▼

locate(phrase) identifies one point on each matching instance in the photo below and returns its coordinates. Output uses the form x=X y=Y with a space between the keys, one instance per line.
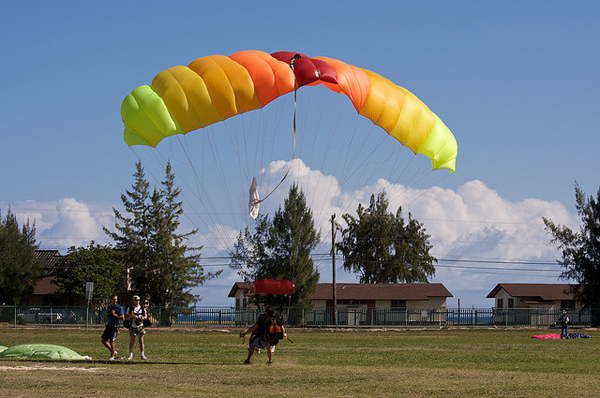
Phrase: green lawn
x=357 y=363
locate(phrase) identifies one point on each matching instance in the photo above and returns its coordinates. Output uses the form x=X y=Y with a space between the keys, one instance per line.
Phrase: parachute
x=234 y=126
x=214 y=88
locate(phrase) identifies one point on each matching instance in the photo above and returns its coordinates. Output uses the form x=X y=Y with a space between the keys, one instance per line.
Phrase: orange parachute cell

▲

YOUR GOAL —
Restate the whole listing above exactly, please, omitting every image.

EXERCISE RESULT —
locate(phrase) identifies one point on each matching instance in the photo below and returns its coordinates. Output uses the form x=X y=Y with a space between the keys, one instance per line.
Phrase: green lawn
x=357 y=363
locate(phrase) identifies one point on each matching instance in the photo above and returns its coordinates. Output uses the form x=X y=Y with a space between the keys, one instance per line.
Phrase: parachute
x=234 y=126
x=214 y=88
locate(phrase) identifies one point on each matching instance in the photo above and returns its coordinates. Output uses the form x=X y=Y with a space between the keys, one instance per line.
Phrase: orange parachute cell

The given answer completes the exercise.